▶ [DOCUMENTO]
_____
El 11 de noviembre, el barco, bautizado como el San Pedro, está cargado y listo para partir. Los expedicionarios continúan la marcha, unos por tierra y los otros por el río. Como el barco va más rápido, al final de la jornada su tripulación espera a los compañeros, levantando el campamento a la orilla o aprovechando alguna aldea india donde se apoderan de la comida que encuentran. 

Pero las poblaciones comienzan a escasear río abajo y la selva se hace más densa. Es un avance lento y agotador. Apenas hay comida. Tras una semana de navegación llegan a un punto en el que el río Coca desemboca en otro mucho más ancho y caudaloso, y de aguas más templadas que las del Coca, el río Napo. Avanzan durante cuarenta y tres días pero la situación es cada vez más insostenible.

Los expedicionarios tienen noticias de posibles plantaciones de yuca algo más abajo del río, y Pizarro decide seguir hacia el Atlántico: si no encuentra El Dorado, por lo menos hallará tierras fértiles para colonizar. En esta situación, llegamos a un momento decisivo para la historia: cerca de la confluencia del río Napo con el Aguarico, Pizarro decide dar a Orellana el mando de cincuenta y siete hombres y la embarcación para que navegue por el Napo, uno de los afluentes del Amazonas. 

Tenía la misión de encontrar alimentos y volver lo antes posible junto con sus compañeros. Orellana nunca regresaría. Se excusaría más tarde diciendo que la corriente le arrastró río abajo sin posibilidad de regreso y con los hombres demasiado débiles para tenerse en pie. Por su parte, Pizarro pensó que habían perecido en el río y decidió regresar a Quito en una de las expediciones más tristes y duras de la historia de la exploración del Nuevo Mundo.
_____
Registros guardados:
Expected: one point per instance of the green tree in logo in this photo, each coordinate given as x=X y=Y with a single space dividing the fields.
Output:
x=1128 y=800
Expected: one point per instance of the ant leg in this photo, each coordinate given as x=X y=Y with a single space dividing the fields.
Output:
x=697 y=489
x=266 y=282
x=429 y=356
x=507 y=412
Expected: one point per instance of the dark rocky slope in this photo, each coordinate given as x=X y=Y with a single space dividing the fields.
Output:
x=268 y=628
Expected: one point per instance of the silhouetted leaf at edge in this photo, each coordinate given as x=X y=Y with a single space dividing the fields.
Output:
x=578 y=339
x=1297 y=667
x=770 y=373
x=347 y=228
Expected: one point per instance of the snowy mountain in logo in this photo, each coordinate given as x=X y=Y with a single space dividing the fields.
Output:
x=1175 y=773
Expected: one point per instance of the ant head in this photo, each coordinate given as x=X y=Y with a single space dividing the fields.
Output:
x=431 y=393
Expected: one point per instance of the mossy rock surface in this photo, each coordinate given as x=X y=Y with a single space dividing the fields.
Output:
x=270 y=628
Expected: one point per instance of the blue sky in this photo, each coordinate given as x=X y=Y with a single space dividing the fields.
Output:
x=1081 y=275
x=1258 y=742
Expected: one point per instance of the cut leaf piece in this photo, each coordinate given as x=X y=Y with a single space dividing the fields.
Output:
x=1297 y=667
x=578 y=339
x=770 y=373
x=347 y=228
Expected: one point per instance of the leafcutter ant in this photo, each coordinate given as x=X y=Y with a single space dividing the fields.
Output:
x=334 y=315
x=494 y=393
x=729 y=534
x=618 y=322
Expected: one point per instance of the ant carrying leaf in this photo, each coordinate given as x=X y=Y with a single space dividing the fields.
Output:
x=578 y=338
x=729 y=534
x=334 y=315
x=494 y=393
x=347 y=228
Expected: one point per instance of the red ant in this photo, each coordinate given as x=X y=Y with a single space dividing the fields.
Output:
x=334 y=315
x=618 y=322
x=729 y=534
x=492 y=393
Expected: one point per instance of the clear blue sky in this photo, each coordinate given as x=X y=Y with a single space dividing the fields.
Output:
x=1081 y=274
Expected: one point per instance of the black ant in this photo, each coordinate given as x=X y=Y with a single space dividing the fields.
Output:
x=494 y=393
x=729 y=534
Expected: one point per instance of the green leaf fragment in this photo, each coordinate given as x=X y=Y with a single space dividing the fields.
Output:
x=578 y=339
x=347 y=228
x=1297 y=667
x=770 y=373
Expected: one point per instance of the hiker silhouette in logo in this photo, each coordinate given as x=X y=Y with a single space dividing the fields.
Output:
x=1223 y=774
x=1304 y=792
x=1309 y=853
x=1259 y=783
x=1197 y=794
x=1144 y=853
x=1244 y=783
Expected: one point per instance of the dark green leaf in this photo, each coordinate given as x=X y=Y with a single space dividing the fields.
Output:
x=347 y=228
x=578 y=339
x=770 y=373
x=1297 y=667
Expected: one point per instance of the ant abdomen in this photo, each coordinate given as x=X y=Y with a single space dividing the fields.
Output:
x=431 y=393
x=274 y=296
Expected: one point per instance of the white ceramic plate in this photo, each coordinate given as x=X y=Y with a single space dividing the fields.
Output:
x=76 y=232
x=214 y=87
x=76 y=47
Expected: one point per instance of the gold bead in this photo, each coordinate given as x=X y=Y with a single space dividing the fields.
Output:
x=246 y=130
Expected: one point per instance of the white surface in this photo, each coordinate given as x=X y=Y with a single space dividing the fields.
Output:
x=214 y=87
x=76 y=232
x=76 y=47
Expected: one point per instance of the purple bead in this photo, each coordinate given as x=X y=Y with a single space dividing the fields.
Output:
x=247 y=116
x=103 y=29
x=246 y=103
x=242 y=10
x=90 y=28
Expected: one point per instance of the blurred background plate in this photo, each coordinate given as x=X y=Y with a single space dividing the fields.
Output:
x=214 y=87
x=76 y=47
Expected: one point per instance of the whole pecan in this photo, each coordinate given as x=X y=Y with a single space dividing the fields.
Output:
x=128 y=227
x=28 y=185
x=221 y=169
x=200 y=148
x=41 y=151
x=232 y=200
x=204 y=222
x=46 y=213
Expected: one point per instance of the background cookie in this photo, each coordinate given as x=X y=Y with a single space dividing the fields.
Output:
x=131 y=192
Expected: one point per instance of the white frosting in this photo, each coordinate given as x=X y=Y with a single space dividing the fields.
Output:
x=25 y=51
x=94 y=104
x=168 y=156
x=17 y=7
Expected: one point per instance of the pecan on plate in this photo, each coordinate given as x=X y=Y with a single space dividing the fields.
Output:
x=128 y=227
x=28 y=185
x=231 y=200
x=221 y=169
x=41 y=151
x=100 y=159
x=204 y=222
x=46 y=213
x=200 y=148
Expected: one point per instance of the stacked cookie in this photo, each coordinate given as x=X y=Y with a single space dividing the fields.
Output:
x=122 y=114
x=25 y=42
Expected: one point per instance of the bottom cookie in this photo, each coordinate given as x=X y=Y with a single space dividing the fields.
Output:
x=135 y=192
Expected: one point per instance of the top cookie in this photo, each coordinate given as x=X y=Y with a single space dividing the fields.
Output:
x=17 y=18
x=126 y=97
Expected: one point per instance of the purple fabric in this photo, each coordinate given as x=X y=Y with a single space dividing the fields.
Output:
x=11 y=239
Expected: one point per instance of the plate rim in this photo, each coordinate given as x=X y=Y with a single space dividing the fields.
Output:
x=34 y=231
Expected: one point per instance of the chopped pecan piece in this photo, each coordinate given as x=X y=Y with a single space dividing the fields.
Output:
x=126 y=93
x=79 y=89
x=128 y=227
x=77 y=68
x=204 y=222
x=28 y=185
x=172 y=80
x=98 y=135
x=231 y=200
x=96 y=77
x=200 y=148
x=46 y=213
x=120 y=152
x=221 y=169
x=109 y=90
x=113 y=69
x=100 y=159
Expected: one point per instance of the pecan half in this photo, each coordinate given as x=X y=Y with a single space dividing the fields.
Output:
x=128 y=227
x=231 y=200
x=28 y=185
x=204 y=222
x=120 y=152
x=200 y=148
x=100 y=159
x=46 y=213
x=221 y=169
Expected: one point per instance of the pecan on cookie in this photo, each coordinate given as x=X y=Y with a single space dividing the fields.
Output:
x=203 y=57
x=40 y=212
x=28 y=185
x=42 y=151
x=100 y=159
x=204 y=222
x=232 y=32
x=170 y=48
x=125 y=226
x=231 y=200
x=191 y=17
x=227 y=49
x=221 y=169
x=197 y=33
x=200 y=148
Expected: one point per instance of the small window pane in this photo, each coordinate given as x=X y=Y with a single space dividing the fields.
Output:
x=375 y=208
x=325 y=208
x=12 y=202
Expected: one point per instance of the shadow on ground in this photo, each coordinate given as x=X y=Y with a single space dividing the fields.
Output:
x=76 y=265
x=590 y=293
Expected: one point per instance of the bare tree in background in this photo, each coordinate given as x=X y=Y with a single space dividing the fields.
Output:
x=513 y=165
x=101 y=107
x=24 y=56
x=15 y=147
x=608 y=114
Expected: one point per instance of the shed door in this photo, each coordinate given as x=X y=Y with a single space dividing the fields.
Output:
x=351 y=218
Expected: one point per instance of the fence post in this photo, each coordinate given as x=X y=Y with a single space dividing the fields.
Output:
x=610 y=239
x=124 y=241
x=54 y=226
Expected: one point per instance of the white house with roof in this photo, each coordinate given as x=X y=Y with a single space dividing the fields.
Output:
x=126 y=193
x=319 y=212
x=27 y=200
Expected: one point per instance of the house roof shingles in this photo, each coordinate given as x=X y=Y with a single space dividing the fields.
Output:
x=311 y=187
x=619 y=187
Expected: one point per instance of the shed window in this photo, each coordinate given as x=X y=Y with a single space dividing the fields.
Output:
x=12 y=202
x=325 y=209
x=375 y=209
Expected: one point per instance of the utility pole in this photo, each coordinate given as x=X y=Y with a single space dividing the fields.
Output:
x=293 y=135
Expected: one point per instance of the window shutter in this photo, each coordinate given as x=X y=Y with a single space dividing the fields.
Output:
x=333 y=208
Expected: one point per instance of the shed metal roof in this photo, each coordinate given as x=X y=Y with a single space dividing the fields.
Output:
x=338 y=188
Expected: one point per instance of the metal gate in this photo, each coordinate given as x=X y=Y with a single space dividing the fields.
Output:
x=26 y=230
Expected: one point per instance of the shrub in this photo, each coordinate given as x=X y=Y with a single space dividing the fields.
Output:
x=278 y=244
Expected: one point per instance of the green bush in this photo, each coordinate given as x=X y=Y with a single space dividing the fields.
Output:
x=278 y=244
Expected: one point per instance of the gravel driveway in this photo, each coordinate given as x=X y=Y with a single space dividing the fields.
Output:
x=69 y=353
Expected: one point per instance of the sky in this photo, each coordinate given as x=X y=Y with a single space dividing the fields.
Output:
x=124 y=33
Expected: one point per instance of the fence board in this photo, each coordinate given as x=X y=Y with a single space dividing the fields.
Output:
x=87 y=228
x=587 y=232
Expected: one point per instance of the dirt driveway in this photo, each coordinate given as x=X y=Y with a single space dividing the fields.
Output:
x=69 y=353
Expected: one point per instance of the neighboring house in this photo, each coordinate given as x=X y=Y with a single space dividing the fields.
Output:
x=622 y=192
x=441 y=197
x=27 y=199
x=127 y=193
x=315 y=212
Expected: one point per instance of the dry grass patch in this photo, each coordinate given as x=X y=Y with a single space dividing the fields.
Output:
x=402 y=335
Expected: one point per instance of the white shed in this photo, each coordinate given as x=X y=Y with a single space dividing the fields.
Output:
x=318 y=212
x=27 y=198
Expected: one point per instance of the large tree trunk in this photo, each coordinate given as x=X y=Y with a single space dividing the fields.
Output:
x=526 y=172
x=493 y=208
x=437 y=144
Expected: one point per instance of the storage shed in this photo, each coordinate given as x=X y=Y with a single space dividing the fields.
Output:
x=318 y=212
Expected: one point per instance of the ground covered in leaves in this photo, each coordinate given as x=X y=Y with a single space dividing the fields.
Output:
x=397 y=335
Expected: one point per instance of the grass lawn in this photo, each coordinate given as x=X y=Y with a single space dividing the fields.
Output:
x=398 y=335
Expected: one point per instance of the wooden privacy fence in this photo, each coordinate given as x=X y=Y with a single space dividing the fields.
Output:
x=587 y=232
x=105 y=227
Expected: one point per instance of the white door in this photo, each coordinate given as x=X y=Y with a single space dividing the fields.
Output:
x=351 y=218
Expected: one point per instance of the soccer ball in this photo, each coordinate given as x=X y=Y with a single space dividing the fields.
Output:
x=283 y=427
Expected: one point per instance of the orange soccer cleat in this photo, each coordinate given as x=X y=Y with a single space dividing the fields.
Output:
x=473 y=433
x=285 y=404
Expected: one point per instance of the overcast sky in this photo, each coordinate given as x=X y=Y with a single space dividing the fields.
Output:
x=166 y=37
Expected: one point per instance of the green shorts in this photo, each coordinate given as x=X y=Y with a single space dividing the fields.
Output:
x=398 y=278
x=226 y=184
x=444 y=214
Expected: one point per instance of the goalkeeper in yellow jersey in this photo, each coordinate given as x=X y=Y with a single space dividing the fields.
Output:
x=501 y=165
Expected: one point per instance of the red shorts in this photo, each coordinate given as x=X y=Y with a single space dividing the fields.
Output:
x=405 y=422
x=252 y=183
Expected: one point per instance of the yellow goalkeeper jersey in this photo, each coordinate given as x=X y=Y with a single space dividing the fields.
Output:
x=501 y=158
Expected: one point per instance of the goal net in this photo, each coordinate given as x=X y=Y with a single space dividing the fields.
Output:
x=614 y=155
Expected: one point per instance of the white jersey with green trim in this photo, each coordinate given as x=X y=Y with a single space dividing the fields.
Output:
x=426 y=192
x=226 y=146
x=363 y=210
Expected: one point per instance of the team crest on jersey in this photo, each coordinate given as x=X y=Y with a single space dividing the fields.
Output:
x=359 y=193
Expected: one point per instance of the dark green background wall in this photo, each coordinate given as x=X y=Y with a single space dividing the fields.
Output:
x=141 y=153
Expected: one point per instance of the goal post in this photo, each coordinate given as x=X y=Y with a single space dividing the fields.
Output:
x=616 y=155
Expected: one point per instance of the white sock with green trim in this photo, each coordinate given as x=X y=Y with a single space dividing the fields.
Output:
_____
▶ [EJERCICIO] Reescribe todo lo que va desde "El 11 de noviembre, el" hasta "comida que encuentran." en el texto sobre la expedición por el río, sustituyendo "barco" por "bergantín".

▶ [TAREA RESUELTA]
El 11 de noviembre, el bergantín, bautizado como el San Pedro, está cargado y listo para partir. Los expedicionarios continúan la marcha, unos por tierra y los otros por el río. Como el bergantín va más rápido, al final de la jornada su tripulación espera a los compañeros, levantando el campamento a la orilla o aprovechando alguna aldea india donde se apoderan de la comida que encuentran.